- **PROBLEM A**
From the records only, reproduce word for word the part that opens with the line containing "Which spot sits on each instance of the short" and closes with the line containing "x=1097 y=11", both lines included.

- **GIVEN PASSAGE**
↓

If financial advisers had a pound for very time a business owner claimed their business was their pension they would be even richer. It’s not just a tired old mantra that owner-managers regurgitate – for most of you, it’s completely untrue. Find out how to ensure your plan for the future is more than just a pipe dream.

Keith Mitchell, investment manager with Newbury firm Pallett & Collins Financial Services is one person who believes the idea of a business being the same as a pension is nonsense. “This may sometimes be true – you can benefit from accelerated capital gains tax relief, which means an effective tax rate of 10%t on gains over just a few years, with the proceeds freely disposable, unlike pension funds – but it is usually bollocks.”

But why? Put simply, because there are too many risks.

“Your business is not a pension fund if it goes down the tubes. It is not a pension fund if it proves difficult or even impossible to sell because of a highly geared balance sheet or because of your high personal involvement,” Mitchell says. Even if you could sell your business, the sum might be at risk from inheritance tax when you die.

↑

- **PROBLEM B**
Continue the passage on whether a business can serve as its owner's pension, beginning immediately after its final sentence.

- **RECORDED INFORMATION**

↓

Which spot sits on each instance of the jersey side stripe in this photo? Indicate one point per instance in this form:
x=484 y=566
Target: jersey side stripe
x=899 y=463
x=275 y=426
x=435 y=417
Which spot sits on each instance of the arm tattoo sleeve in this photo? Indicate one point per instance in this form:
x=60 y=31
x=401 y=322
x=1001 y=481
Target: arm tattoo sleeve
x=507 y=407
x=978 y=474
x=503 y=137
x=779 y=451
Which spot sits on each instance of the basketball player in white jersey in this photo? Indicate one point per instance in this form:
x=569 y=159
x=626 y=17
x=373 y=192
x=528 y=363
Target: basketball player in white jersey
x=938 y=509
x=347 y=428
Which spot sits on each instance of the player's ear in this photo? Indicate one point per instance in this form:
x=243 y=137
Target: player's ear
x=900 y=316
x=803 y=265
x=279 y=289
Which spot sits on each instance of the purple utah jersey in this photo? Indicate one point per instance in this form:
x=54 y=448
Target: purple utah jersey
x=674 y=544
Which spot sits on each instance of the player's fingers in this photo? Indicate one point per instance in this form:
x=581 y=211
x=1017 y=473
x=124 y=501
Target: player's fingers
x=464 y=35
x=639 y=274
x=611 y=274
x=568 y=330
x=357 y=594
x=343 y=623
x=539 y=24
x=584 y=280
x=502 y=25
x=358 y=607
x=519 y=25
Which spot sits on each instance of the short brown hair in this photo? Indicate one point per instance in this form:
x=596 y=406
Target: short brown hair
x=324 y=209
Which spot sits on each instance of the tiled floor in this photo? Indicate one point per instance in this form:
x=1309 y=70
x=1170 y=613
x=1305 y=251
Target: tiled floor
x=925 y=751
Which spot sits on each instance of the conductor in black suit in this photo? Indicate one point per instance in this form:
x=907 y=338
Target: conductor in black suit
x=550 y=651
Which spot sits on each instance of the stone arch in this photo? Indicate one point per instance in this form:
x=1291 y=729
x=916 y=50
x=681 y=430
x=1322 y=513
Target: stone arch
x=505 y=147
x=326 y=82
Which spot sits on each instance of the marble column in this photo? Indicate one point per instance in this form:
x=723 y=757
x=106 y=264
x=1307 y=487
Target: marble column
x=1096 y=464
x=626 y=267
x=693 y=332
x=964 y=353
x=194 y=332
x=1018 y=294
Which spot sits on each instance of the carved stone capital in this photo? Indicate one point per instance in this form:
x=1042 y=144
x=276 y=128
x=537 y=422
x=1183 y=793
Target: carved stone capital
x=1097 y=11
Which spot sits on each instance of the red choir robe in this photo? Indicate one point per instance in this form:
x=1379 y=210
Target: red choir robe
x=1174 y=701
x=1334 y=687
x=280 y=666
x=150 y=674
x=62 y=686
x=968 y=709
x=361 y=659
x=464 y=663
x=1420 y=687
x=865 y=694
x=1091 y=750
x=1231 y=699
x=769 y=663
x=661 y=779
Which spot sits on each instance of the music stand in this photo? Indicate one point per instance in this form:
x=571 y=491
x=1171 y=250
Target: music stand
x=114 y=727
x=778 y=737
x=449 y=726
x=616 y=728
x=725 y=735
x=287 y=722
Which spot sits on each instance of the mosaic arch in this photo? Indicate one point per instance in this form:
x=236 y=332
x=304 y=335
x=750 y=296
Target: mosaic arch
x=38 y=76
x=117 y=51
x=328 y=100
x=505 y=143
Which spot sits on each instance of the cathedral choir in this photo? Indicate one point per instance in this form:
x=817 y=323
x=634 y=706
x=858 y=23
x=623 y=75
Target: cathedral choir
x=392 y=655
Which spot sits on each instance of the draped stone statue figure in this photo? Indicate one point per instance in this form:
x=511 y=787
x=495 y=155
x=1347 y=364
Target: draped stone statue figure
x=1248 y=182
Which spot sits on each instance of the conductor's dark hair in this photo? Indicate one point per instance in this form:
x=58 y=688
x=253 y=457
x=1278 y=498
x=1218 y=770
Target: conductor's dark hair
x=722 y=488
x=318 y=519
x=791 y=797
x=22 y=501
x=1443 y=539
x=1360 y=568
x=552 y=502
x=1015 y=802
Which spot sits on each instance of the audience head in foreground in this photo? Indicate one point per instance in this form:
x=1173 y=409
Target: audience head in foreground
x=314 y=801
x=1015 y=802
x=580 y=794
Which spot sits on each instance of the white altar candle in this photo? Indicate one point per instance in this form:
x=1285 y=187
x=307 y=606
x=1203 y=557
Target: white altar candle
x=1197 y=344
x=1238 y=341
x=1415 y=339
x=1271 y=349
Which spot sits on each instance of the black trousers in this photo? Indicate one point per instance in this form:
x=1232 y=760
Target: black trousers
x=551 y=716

↑

- **EXERCISE ANSWER A**
Which spot sits on each instance of the short brown hair in this photo? Indicate one point per instance in this form:
x=596 y=406
Target: short brown hair
x=324 y=209
Which spot sits on each instance of the tiled floor in this photo? Indicate one point per instance in this form:
x=1309 y=70
x=1170 y=613
x=1305 y=251
Target: tiled floor
x=925 y=751
Which spot sits on each instance of the conductor in black suit in this photo? Indicate one point per instance in this form:
x=907 y=338
Target: conductor in black suit
x=550 y=651
Which spot sits on each instance of the stone arch in this photo? Indicate one point per instance in this form:
x=1291 y=729
x=916 y=50
x=681 y=430
x=1322 y=513
Target: stone arch
x=505 y=147
x=326 y=82
Which spot sits on each instance of the marble column in this photo? Indicate one point per instance in this form:
x=723 y=757
x=106 y=264
x=1307 y=487
Target: marble column
x=1096 y=464
x=626 y=267
x=693 y=332
x=964 y=353
x=194 y=332
x=1018 y=294
Which spot sits on each instance of the carved stone capital in this photo? Indicate one point per instance in this form:
x=1042 y=144
x=276 y=128
x=537 y=422
x=1183 y=793
Target: carved stone capital
x=1097 y=11

- **EXERCISE ANSWER B**
The pension problem

Of course, you can’t avoid tax completely but the tax benefits are just one of many reasons why you shouldn’t dismiss pensions out of hand. Paying into a pension fund can be highly tax-efficient. Pension contributions paid by your company into your pension fund are tax-deductible, reducing your business’s corporation tax liability.

Company contributions also avoid National Insurance so if you pay yourself more of your salary as pension, you can reduce your NI spend too. Any personal contributions you make from your own pocket are also tax-efficient, giving you tax relief at the highest rate you pay – 40% for high earners. Many investments within pension funds escape tax that would apply elsewhere – property deals are free of capital gains tax, for example. And, at retirement, you can take a lump sum that is not subject to inheritance tax.

You can stick money into your pension from any source of funds you like – your taxable earnings, your dividends, your savings and so on. But, because there are significant tax benefits to saving into a pension, there are a range of rules that link how much you can save to how much your earn for tax purposes.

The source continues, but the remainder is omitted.